> _What is being asked_
Each entry must be given again exactly; images do not belong in the copy.

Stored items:
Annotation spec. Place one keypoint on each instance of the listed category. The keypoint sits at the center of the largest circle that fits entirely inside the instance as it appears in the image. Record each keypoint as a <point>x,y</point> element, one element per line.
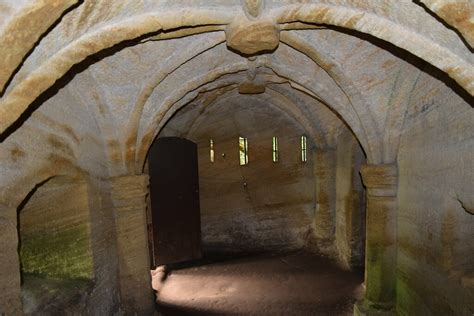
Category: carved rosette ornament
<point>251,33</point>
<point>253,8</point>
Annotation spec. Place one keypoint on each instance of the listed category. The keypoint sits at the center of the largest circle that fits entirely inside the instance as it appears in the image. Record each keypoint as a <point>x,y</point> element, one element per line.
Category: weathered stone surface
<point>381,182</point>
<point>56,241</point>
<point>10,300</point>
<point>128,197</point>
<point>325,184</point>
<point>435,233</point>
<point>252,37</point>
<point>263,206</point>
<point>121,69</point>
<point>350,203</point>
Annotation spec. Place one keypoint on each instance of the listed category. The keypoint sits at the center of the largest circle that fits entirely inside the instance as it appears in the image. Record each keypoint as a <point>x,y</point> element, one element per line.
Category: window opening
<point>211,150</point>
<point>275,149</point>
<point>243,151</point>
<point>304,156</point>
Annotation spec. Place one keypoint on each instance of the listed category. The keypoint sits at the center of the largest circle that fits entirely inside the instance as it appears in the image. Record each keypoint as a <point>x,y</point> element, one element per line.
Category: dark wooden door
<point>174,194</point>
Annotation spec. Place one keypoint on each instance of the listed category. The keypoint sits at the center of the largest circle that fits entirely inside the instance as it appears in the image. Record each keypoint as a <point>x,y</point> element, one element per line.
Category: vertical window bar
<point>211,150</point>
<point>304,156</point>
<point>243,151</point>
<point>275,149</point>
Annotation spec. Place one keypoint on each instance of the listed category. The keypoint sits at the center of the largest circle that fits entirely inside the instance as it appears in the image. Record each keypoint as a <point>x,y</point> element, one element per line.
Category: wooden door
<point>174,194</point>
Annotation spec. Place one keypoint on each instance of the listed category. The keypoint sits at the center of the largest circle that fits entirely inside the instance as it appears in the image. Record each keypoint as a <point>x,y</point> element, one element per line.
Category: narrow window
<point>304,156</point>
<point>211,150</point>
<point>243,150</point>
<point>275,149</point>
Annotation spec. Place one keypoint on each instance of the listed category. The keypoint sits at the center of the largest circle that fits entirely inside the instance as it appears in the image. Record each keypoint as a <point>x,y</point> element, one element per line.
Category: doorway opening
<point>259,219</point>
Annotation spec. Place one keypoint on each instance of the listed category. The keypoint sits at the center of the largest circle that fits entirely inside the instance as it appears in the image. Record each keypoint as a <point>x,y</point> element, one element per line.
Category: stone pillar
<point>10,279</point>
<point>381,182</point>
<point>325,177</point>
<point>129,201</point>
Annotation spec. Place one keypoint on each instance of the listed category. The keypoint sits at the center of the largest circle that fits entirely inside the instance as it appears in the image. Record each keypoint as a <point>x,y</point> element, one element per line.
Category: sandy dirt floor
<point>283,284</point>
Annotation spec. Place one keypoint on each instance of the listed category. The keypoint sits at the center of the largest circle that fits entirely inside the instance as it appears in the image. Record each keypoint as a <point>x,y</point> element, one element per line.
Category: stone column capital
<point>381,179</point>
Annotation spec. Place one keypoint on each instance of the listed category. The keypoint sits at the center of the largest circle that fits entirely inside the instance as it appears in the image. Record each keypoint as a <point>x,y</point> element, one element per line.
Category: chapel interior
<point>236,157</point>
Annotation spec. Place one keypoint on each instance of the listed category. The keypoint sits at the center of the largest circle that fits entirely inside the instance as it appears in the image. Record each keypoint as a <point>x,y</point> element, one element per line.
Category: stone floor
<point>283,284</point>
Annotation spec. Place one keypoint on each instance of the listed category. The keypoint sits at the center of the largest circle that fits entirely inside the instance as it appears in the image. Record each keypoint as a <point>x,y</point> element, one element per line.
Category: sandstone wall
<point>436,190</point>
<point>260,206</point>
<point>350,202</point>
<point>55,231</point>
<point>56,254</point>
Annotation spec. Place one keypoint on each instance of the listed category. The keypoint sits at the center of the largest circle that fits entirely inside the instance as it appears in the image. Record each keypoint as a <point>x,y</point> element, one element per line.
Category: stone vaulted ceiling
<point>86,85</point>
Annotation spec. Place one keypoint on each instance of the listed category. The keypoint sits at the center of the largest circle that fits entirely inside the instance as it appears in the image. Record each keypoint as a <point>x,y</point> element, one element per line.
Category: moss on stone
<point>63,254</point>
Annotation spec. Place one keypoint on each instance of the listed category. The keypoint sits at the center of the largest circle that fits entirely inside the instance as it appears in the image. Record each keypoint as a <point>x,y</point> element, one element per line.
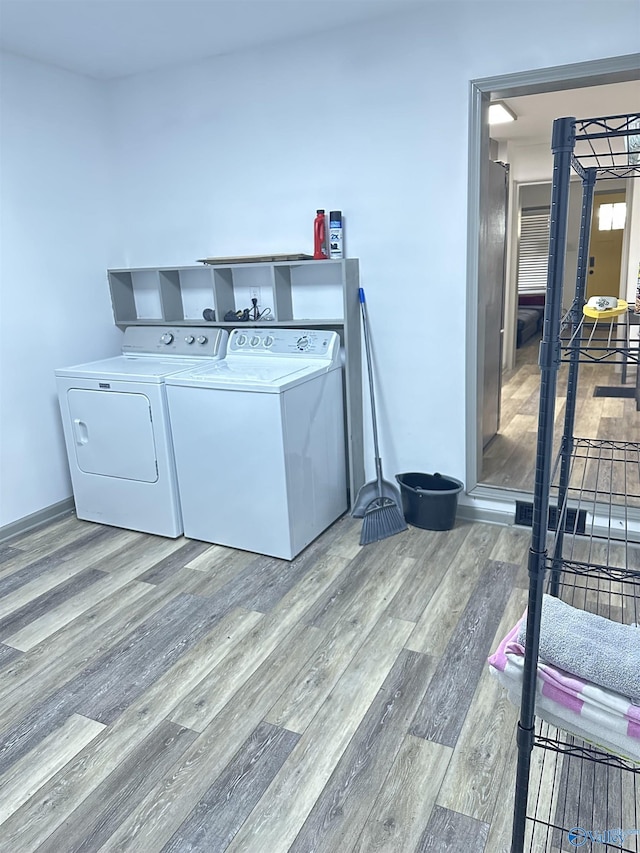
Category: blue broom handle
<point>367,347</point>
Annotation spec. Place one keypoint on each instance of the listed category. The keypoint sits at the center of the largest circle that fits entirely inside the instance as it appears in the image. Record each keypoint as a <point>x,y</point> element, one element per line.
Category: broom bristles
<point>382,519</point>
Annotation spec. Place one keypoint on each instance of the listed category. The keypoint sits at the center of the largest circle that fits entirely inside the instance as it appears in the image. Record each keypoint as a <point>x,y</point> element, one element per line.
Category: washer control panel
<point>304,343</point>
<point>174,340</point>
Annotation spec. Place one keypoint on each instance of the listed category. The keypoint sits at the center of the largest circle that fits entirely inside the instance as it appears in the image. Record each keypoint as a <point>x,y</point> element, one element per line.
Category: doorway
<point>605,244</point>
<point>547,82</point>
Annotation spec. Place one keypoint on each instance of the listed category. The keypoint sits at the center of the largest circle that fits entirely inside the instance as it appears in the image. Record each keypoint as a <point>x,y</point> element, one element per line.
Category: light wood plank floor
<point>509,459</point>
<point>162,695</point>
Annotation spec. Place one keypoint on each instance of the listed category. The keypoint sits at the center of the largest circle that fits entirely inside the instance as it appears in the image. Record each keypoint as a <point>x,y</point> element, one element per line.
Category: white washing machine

> _Solution for this problem_
Annotation spec. Place one keypoint on each instance of the listed category. The keypoint sits at the center of the largest circle that fits entirely inside the instance as it appears in the image. Record each keypoint as a <point>x,y</point> element, one element per line.
Category: carved rosette ornament
<point>251,33</point>
<point>253,8</point>
Annotation spec. Place one keypoint on each instance of the listed category. The keypoint sits at the center of the largest circle that fits entirely inside the instance as it appears in the image. Record each keypoint as a <point>x,y</point> element, one element per line.
Category: weathered stone surface
<point>381,182</point>
<point>56,241</point>
<point>10,300</point>
<point>128,197</point>
<point>325,184</point>
<point>435,233</point>
<point>252,37</point>
<point>263,206</point>
<point>121,69</point>
<point>350,203</point>
Annotation spec. Place one keypoint on each instance of the listed category. The keypoint sits at the center of the largest circle that fits entirely inside the instance as it appears in the image. Record each keypoint as a <point>x,y</point> element, one element per line.
Category: window opening
<point>211,150</point>
<point>275,149</point>
<point>243,151</point>
<point>304,156</point>
Annotation spec. Place one keypoint on each instance of the listed category. The keypoint sits at the center of the largest circle that fits entirely inside the instance as it appears in the image. Record each keypoint as a <point>x,y</point> element, one element per line.
Category: dark wooden door
<point>174,194</point>
Annotation spec. Place one keypoint on each instance of the listed category. The keypoint sits at the center of the largest circle that fits entirely inside the instance as it appears in the image. Record each keypoint as a <point>x,y</point> element, one element per line.
Category: vertical window bar
<point>211,150</point>
<point>304,156</point>
<point>243,151</point>
<point>275,149</point>
Annotation spec. Place one keypoint on each instance of the listed category. The keypoint sits at the center of the largest circle that fits entirely inside the instance as it appears in the image. Record each keypoint as a <point>x,y</point> element, one element per line.
Category: wooden door
<point>174,194</point>
Annotation spec. Place one keypoint on each instance of the listed category. The keypoint sits at the center of the largest circle that fits entirely inside the instance as it appears in the image. Record each keypoint as a <point>x,y</point> element, one element per line.
Category: narrow window
<point>304,156</point>
<point>211,150</point>
<point>243,150</point>
<point>275,149</point>
Annotation spec. Place one keypoint on each instance of the listed category. The keypoint sits at the center of the largest circle that fits entirely inside the instance as it appears in the image. Record each keypoint as a <point>x,y</point> element, one element per line.
Category: doorway opening
<point>259,219</point>
Annotation spec. Place one keypoint on each instance of the listed category. The keypoint sits at the center of the largest circle that fits entirely inside the instance as it appears in the image. Record each keypoint as a <point>x,y</point> element, one element per line.
Category: stone pillar
<point>10,279</point>
<point>381,182</point>
<point>325,177</point>
<point>129,201</point>
Annotation spec. Place one keypoint on each instance of the listed category. The keypoint sits at the center of the largest circle that fits entirely inside the instance as it appears in the image. Record each keypoint as a <point>x,y</point> element, one element per line.
Category: sandy dirt floor
<point>283,284</point>
Annotation spec. Place one keypoint on each instance of the listed category. The keypoint sits at the center of the largest circle that fits entirely inside the instance as it appears in the image. Record each keypoint as a <point>x,y</point> element, one element per line.
Category: stone column capital
<point>381,179</point>
Annotation spec. Place one keypoint on each instance of the listed category. The keypoint sits at the center of the largest circle that fits entirely inside the instance as it appears in the image. Record each keypoint as a <point>x,y</point> element, one element per line.
Category: chapel interior
<point>236,157</point>
Annotation spec. Place one keypoint on each instance of the listed category. The keypoint sits at the center of the largest circle that fits entirely inside the instance as it appears in the image. Record each keypoint as a <point>x,y</point> element, one element per line.
Category: stone floor
<point>283,284</point>
Annotation spec. Place one keypoint on each instance of the listed category. The keypoint sits at the center of the largest circle that fits entirely inside the instance as it appears in the image. Record each keypoint as a <point>x,y</point> element, one element per line.
Category: sandstone wall
<point>436,190</point>
<point>260,206</point>
<point>350,202</point>
<point>55,231</point>
<point>56,254</point>
Annotation spec. Place one keypoint on each instance of the listed category. The keypoint sits at the center of the largest circle that fits entirely inside the instance as it appears in the image. Record each keypoint as a <point>x,y</point> element, one element per line.
Category: stone vaulted ceiling
<point>86,85</point>
Annotation spec. Place one keypoint on each instance of the listed category. The keypoint sits at the center of the largest circle that fits entirely inside the instance as it appears in the image. Record each keypoint as a <point>x,y</point> element, one element per line.
Category: moss on stone
<point>63,254</point>
Annotation spec. Place one keypoint on each instance of the listed category. The keypoint sits at the center of the largest circle that fits entirely inside the instance as it appears in the image. Record each keypoint as a <point>x,y</point> element, one element per line.
Category: blue broom handle
<point>367,347</point>
Annotation spec. Place one keypoint on each instance of the listed category. The keypoint sits at the center of the largest circle that fits entirely inside the instance as it appears in the image. Record each keypoint as a <point>x,y</point> element, one element per line.
Category: broom bristles
<point>382,519</point>
Annotation spec. Place one keypoint on each instance of the listed category. The keypoint sits at the center of the largest circle that fits entirely inside the instance as it appears in the image. Record each keypoint as a <point>x,y</point> element, one element per line.
Category: washer control panel
<point>304,343</point>
<point>174,340</point>
Annotation spec. Place one keypoint on each instance of the listed category. The keypoint sits at the center of the largest circle that fits entirely inside the instance as it appears in the image. Record each keypoint as a <point>x,y</point> element, one element per line.
Category: doorway
<point>605,244</point>
<point>547,82</point>
Annotation spec. Place one keypoint on each instance of the listed category. The keypoint sits at the center of the largest circle that fits entirely inside the instance as it appears in the image. Record each keypoint as a <point>x,y</point> element, one element per line.
Category: light wood plank floor
<point>509,459</point>
<point>162,695</point>
Annotation spec. Place one keypoint on each instance of the listed category. The keypoint sits at the center of the largest circle that fits entirely inside the instance as it appears in the image. Record each keypoint as a <point>x,y</point> element, one element per line.
Category: white washing machine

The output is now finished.